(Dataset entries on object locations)
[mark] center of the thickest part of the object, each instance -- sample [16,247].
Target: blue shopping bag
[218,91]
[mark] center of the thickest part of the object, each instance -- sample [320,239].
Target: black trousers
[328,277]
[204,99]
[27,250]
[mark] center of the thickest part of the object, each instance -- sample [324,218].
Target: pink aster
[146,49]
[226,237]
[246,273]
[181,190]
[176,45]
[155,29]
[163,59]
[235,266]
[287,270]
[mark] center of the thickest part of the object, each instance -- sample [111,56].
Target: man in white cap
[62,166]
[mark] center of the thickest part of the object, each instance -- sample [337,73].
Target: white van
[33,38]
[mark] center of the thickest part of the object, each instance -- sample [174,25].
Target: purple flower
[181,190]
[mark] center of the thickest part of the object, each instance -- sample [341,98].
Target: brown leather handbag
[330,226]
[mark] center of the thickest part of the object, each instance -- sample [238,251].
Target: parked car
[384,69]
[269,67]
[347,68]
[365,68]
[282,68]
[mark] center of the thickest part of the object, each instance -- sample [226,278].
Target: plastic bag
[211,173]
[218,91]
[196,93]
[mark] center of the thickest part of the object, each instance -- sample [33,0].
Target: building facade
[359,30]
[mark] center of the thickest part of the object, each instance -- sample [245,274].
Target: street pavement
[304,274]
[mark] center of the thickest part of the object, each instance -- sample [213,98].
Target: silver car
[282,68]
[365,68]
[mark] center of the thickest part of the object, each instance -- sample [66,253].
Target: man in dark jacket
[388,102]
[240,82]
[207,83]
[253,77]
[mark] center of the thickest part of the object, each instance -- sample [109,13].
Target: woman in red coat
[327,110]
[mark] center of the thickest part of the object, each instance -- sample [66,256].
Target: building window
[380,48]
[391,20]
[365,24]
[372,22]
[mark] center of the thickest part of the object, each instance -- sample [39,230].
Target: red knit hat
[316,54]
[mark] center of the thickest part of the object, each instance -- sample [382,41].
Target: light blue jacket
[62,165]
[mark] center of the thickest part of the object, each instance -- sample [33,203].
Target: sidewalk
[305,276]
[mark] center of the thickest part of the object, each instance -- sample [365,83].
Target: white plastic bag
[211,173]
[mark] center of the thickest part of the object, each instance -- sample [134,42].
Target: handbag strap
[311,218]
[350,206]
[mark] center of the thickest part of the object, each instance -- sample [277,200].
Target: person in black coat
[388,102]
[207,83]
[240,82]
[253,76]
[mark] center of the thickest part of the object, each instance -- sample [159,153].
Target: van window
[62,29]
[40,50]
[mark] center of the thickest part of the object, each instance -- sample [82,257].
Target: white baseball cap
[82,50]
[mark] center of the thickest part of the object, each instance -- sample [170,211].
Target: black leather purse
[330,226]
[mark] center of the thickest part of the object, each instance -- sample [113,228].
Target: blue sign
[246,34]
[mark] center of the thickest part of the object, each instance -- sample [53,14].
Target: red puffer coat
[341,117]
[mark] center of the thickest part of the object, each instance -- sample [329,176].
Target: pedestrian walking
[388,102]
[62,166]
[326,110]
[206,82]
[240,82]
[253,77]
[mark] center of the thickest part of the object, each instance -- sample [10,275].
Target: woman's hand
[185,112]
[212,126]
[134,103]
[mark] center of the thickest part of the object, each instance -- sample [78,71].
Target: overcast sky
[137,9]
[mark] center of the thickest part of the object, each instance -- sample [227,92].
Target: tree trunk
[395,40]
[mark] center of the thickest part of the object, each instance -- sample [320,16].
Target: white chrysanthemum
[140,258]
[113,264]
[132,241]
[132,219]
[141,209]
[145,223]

**WHAT IS BEING ASKED:** Rewrite all of the entries above as a numbered list, omitting any blank lines.

**WRITTEN SOLUTION:**
1. [mark] center of the thickest part of the object, each instance -- sample [16,247].
2. Target: blue shopping bag
3. [218,91]
4. [mark] center of the thickest part of the object, each instance -- sample [320,239].
5. Target: black trousers
6. [328,277]
7. [204,99]
8. [27,250]
9. [mark] center of the thickest part of the object, each instance -- sample [324,218].
10. Target: pink aster
11. [146,49]
12. [226,237]
13. [246,273]
14. [181,190]
15. [176,45]
16. [155,29]
17. [163,59]
18. [235,266]
19. [287,270]
20. [mark] center of the thickest part of the object, each instance -- sample [111,56].
21. Target: man in white cap
22. [62,166]
23. [mark] center of the thickest part of the object, each instance -- sample [337,73].
24. Target: white van
25. [33,38]
26. [mark] center of the thickest part of the object, each instance -- sample [174,25].
27. Target: purple flower
28. [181,190]
29. [mark] center of the thickest part of the object, each instance -- sample [341,98].
30. Target: brown leather handbag
31. [330,226]
32. [mark] center of the thickest part of the object, each instance -- sample [238,251].
33. Target: parked car
34. [384,69]
35. [269,67]
36. [347,68]
37. [365,68]
38. [282,68]
39. [mark] center of the thickest part of the object, each instance -- sample [226,278].
40. Target: plastic bag
41. [211,173]
42. [218,91]
43. [196,93]
44. [mark] center of the thickest part of the object, each instance -- sample [33,0].
45. Target: building facade
46. [359,30]
47. [mark] center of the thickest part of the object, each instance -- sample [245,274].
48. Target: street pavement
49. [304,274]
50. [mark] center of the thickest part of the object, each instance -- sample [213,98].
51. Target: silver car
52. [282,68]
53. [365,68]
54. [mark] center of the thickest part of the object, each instance -- sample [66,253].
55. Target: man in dark jacket
56. [388,102]
57. [240,82]
58. [207,83]
59. [253,77]
60. [mark] center of the thickest part of the object, each instance -- sample [109,13].
61. Target: woman in red coat
62. [327,110]
63. [mark] center of the thickest part of the object, each instance -- sample [66,256].
64. Target: building window
65. [380,48]
66. [391,20]
67. [365,24]
68. [372,22]
69. [mark] center of the thickest part of the object, each instance -- sample [39,230].
70. Target: red knit hat
71. [316,54]
72. [mark] center of the thickest part of the object, each instance -- sample [382,41].
73. Target: light blue jacket
74. [62,165]
75. [mark] center of the thickest part of the object, each instance -- sample [33,203].
76. Target: sidewalk
77. [305,276]
78. [mark] center of the thickest part of the object, each instance -- sample [365,83].
79. Target: white plastic bag
80. [211,173]
81. [mark] center of the thickest part of the object, each instance -- sample [134,42].
82. Target: handbag strap
83. [311,218]
84. [350,206]
85. [mark] center of the thickest part of the object, each instance -- sample [277,200].
86. Target: person in black coat
87. [388,102]
88. [207,83]
89. [240,82]
90. [253,76]
91. [mark] center of the thickest part of the object, each instance -- sample [159,153].
92. Target: van window
93. [62,29]
94. [40,50]
95. [mark] center of the thickest part of the object, each instance -- sample [82,257].
96. Target: white baseball cap
97. [82,50]
98. [mark] center of the thickest part of the object, each instance -- sample [170,211].
99. Target: black leather purse
100. [330,226]
101. [mark] center of the thickest part of the object, each instance -- sample [113,228].
102. Target: blue sign
103. [246,34]
104. [mark] center of the thickest part of the object, each instance -- sample [53,14].
105. Target: red puffer coat
106. [341,117]
107. [mark] center of the thickest part of the object, each instance -- sample [329,176].
108. Target: pedestrian walking
109. [388,102]
110. [62,166]
111. [326,110]
112. [206,82]
113. [240,82]
114. [253,77]
115. [mark] center of the thickest part of the object, each instance -- sample [10,275].
116. Target: woman's hand
117. [185,112]
118. [212,126]
119. [134,103]
120. [mark] center of the thickest part of the object, each instance -- sample [78,71].
121. Target: overcast sky
122. [137,9]
123. [mark] center of the thickest part of the object, each instance -- sample [227,92].
124. Target: tree trunk
125. [395,40]
126. [mark] center of the thickest part of the object, each instance -- sample [320,16].
127. Target: white chrysanthemum
128. [140,258]
129. [113,264]
130. [132,241]
131. [132,219]
132. [141,209]
133. [145,223]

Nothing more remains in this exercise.